Work required -
Count how many lines in the records below contain the string "scope", with case significant, and give only that number.
#####
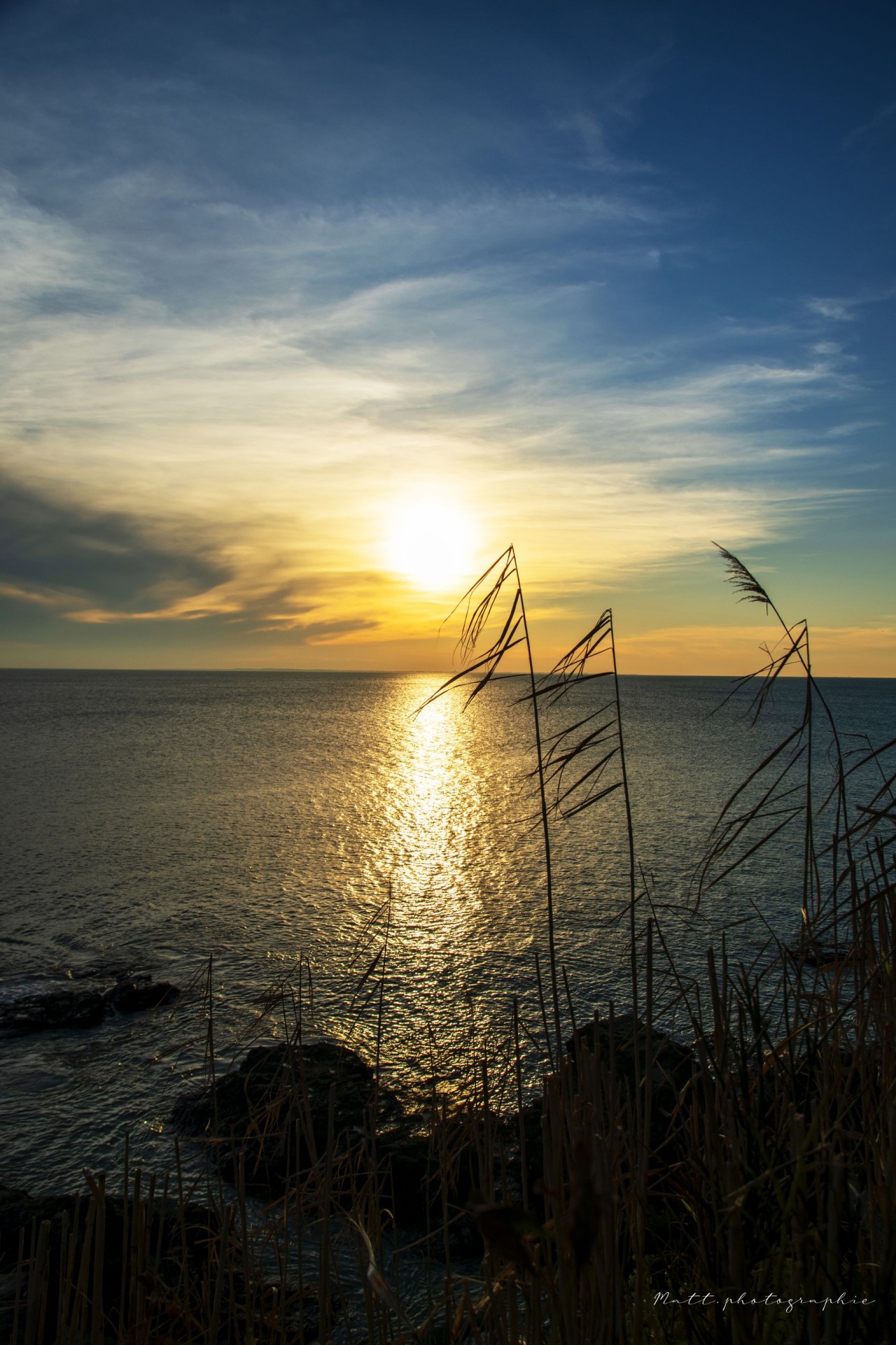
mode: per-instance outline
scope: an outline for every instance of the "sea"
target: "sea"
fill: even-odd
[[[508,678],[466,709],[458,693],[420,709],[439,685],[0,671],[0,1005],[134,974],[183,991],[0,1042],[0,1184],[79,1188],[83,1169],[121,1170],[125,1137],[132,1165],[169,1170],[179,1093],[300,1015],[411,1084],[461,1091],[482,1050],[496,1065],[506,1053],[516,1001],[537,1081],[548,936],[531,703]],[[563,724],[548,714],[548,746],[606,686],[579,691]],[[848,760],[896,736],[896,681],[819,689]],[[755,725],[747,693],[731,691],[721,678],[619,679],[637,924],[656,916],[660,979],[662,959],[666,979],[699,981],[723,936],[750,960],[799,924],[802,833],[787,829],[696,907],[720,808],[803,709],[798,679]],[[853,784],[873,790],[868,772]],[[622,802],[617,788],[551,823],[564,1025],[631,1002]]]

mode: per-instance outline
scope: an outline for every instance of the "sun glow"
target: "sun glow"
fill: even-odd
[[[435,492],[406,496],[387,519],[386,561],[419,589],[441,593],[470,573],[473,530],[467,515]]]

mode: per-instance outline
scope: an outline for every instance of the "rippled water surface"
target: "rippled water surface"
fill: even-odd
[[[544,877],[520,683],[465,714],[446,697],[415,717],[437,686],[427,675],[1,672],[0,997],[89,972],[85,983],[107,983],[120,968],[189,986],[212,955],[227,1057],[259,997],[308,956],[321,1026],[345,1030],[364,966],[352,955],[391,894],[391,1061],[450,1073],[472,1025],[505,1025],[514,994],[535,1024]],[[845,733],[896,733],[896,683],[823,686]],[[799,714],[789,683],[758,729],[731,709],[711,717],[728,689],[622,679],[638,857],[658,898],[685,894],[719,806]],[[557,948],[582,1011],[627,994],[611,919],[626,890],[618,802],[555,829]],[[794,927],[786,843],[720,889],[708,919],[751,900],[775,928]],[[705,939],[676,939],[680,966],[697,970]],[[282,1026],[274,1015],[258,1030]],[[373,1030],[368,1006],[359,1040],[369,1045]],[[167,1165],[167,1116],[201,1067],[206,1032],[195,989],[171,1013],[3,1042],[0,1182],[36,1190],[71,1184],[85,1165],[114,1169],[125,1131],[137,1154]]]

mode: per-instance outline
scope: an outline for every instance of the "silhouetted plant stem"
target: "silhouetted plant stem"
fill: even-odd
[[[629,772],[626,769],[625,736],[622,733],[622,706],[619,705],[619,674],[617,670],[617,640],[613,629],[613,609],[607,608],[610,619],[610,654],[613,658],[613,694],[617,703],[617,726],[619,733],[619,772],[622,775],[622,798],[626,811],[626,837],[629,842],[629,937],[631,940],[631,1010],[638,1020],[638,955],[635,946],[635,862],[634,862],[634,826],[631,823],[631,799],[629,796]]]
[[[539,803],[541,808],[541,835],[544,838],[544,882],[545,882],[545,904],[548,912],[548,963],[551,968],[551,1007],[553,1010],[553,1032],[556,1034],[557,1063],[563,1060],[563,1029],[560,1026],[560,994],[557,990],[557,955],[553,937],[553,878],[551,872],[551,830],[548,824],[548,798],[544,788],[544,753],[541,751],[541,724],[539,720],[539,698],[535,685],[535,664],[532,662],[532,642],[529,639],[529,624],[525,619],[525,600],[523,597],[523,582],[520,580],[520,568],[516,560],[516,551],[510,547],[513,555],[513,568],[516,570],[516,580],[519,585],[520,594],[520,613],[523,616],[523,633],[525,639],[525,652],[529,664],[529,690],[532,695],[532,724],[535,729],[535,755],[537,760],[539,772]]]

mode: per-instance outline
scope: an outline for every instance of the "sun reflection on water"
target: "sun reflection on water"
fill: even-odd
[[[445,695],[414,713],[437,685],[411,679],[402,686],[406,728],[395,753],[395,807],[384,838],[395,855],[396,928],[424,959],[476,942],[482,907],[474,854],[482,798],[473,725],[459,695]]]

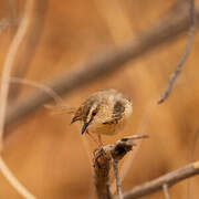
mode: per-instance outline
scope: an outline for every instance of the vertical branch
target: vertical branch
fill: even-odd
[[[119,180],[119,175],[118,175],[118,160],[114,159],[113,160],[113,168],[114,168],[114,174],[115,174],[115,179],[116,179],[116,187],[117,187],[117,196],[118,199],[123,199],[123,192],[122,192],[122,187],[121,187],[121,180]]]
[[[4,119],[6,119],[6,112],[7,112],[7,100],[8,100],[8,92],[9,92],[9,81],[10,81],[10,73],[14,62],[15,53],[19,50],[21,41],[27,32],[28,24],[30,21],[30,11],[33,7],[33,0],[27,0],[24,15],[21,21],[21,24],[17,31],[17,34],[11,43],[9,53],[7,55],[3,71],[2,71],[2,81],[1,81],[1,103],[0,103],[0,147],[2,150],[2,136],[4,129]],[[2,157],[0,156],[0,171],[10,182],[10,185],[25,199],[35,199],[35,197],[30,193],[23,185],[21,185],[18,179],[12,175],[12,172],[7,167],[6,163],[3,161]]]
#####
Full answer -
6